Directions for this task: Provide the data again in its entirety, exactly as given.
======== Source material
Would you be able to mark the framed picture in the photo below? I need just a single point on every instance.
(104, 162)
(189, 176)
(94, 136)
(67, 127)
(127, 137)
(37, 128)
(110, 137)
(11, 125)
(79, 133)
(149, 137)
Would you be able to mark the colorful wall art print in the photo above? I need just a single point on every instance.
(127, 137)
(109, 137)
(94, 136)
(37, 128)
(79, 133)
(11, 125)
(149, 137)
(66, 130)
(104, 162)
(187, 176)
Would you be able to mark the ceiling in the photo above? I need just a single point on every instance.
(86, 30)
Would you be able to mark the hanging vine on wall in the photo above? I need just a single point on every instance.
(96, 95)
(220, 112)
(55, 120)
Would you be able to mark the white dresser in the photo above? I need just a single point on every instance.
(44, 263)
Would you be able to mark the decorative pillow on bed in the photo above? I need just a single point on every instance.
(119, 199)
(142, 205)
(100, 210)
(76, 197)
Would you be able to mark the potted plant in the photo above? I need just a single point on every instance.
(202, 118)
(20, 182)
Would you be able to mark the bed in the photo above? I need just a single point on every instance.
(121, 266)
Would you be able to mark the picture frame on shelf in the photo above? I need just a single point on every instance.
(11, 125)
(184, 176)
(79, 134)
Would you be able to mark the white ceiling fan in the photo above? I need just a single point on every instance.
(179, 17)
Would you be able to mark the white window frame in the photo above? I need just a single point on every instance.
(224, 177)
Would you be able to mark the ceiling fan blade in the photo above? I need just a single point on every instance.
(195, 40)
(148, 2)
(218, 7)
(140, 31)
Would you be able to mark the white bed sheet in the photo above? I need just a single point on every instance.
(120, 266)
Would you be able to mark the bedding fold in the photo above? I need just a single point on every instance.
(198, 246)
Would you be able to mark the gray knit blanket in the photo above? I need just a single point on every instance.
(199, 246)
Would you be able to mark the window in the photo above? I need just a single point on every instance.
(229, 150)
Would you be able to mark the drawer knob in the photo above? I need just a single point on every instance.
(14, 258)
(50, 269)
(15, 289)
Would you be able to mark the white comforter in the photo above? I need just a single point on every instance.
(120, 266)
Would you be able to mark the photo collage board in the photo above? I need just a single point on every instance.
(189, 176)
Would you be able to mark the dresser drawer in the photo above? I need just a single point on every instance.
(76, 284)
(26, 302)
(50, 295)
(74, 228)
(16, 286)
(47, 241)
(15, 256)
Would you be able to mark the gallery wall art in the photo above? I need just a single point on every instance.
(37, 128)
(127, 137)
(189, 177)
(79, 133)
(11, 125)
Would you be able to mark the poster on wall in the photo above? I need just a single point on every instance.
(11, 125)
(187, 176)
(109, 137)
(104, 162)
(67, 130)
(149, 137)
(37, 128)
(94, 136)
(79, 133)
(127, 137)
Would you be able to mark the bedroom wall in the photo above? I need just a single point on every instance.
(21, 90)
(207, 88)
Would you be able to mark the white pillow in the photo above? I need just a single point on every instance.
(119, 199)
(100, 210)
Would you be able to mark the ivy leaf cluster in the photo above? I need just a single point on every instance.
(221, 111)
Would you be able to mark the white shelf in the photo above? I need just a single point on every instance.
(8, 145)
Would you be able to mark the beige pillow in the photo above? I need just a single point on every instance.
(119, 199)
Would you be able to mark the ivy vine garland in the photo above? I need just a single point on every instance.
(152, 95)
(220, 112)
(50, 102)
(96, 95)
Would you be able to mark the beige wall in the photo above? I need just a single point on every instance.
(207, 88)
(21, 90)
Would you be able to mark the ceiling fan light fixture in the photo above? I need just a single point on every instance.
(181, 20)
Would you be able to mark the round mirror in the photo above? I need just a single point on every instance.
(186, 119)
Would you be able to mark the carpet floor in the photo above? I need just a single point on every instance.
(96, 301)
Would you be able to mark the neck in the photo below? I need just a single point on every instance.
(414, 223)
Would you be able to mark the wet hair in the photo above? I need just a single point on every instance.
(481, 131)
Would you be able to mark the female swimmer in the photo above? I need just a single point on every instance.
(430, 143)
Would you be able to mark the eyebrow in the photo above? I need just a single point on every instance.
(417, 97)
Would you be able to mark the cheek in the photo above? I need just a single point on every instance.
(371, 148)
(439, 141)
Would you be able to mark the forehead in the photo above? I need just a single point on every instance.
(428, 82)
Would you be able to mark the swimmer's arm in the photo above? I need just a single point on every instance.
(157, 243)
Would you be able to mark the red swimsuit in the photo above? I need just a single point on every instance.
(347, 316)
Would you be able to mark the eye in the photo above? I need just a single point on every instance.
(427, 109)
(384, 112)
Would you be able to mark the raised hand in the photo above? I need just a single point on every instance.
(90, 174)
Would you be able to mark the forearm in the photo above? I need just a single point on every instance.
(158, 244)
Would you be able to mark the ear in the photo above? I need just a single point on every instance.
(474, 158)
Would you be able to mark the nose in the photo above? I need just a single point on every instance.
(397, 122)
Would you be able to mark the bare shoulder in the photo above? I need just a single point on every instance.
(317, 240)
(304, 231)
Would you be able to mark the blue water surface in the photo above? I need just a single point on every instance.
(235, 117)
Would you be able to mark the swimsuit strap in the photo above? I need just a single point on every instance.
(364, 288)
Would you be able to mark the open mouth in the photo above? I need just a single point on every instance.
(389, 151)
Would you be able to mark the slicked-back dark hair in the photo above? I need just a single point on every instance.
================
Answer to this problem:
Would you be able to mark the framed picture in the photo below? I need just a single point on every instance.
(104, 162)
(189, 176)
(94, 136)
(67, 127)
(127, 137)
(37, 128)
(110, 137)
(11, 125)
(79, 133)
(149, 137)
Would you be able to mark the colorful wall art print in the photo above? I need just a single point on every instance.
(127, 137)
(109, 137)
(94, 136)
(37, 128)
(79, 133)
(11, 125)
(149, 137)
(66, 130)
(104, 162)
(187, 176)
Would you be able to mark the ceiling in the photo above? I need just a single point on every instance.
(86, 30)
Would you be able to mark the hanging vine on wall in the photo above? I need just a single point on every instance.
(96, 95)
(220, 112)
(55, 120)
Would you be able to mark the white dresser in the photo above? I need just a single point on every instance.
(44, 263)
Would you be able to mark the decorative pillow on bed in the photo above? I need just a single point on every instance.
(119, 199)
(142, 205)
(100, 210)
(76, 197)
Would you be able to mark the potted plant in the photo above? I need just a single point on every instance.
(202, 118)
(20, 182)
Would you be able to mark the bed in the photo above? I need just a single point on every instance.
(121, 266)
Would you be able to mark the picture frame on shelf in the photo above? I need just a single point on every instance.
(11, 125)
(184, 176)
(79, 134)
Would you be able to mark the white ceiling fan in the photo above? I need just a single point on every instance.
(179, 17)
Would you be able to mark the white window frame in the photo above? I need just a single point on every instance.
(224, 177)
Would you be able to mark the ceiling fan blade in the photo above? I need just a single point on every instance.
(195, 40)
(148, 2)
(218, 7)
(140, 31)
Would you be able to mark the white bed sheet in the photo above? I need just a single point on every instance.
(120, 266)
Would you be able to mark the bedding fold in the photo above? I need just a single point on every instance.
(198, 246)
Would you be able to mark the gray knit blanket in the photo above? I need just a single point on every instance.
(199, 246)
Would you be able to mark the window in the photo above? I need just a single point on every instance.
(229, 150)
Would you be able to mark the drawer knob in the photo above? I need just a single point on every instance.
(14, 258)
(50, 269)
(15, 289)
Would you be able to mark the white comforter in the photo above? I need just a single point on every instance.
(120, 266)
Would you be able to mark the photo collage board in the photo above? I need just a single point on every instance.
(189, 176)
Would you be able to mark the dresser drawer in the photo above? I need just a single point on every instance.
(76, 284)
(26, 302)
(50, 295)
(74, 228)
(16, 286)
(47, 241)
(15, 256)
Would you be able to mark the gallery wall art in the photo above? I need just a single point on every instance.
(37, 128)
(127, 137)
(189, 177)
(79, 133)
(11, 125)
Would you be able to mark the poster on wall in the photo above? I need just a single point on every instance.
(11, 125)
(187, 176)
(109, 137)
(104, 162)
(67, 130)
(149, 137)
(37, 128)
(94, 136)
(79, 133)
(127, 137)
Would you be able to mark the bedroom wall in the photo above? I need just a single point on every instance.
(21, 90)
(207, 88)
Would you be able to mark the white pillow in the photo above? I need just a single point on every instance.
(119, 199)
(100, 210)
Would you be able to mark the ivy leaf cluster in the photo above? I need just a single point on every instance.
(221, 111)
Would you be able to mark the white shelf in the photo above? I need just a single point on every instance.
(8, 145)
Would you be able to mark the beige pillow in the photo above? I need just a single point on every instance.
(119, 199)
Would you be able to mark the ivy vine garland in the photo above? I need just a single point on every instance.
(152, 95)
(220, 112)
(50, 102)
(96, 95)
Would you be able to mark the beige wall in the photo above? I need just a single point on every instance.
(207, 88)
(21, 90)
Would you be able to mark the ceiling fan light fixture in the photo above? I need just a single point on every instance.
(181, 20)
Would you be able to mark the round mirror in the photo above? I need just a single point on every instance.
(186, 119)
Would you be able to mark the carpet floor in the photo above? I need just a single point on every instance.
(96, 301)
Would you be able to mark the neck in the photo below? I need just a single point on every instance.
(414, 223)
Would you be able to mark the wet hair in the photo above? I need just a single point on every instance.
(481, 131)
Would you be able to mark the female swimmer in the photo above? I need just a single point on every instance.
(430, 143)
Would you be able to mark the eyebrow in the photo above? I need just a single point on every instance.
(417, 97)
Would you be able to mark the cheek in the photo above? I need just a single point on every instance.
(371, 148)
(439, 141)
Would you be able to mark the forehead in the photo above? I need just a single point on every instance.
(428, 82)
Would you be able to mark the swimmer's arm in the photo above? I need just a single point on every instance.
(157, 243)
Would you be able to mark the red swimsuit in the photo above? I need just a single point on every instance.
(347, 316)
Would you be able to mark the eye in the photo above? I need just a single point on every instance.
(427, 109)
(384, 112)
Would you be able to mark the raised hand in the photo above? I need just a single point on every instance.
(90, 174)
Would you be able to mark the forearm in the photo above? I need just a single point on every instance.
(158, 244)
Would you be able to mark the ear in the photo above? I need just a single point on every instance.
(474, 158)
Would you be able to mark the nose in the photo above? I need just a single point on every instance.
(397, 122)
Would you be able to mark the bare shoulder in the photo above? I need just a single point on every instance.
(317, 240)
(304, 231)
Would you be able to mark the blue water surface in the photo above? I need just a single point on every instance.
(235, 117)
Would you be able to mark the swimsuit strap in the photo above? I need just a single point on every instance.
(364, 288)
Would you be able to mark the open mouth in the photo above? I need just a single point on every instance.
(389, 151)
Would you be able to mark the slicked-back dark hair in the photo above? I need just a single point on every instance.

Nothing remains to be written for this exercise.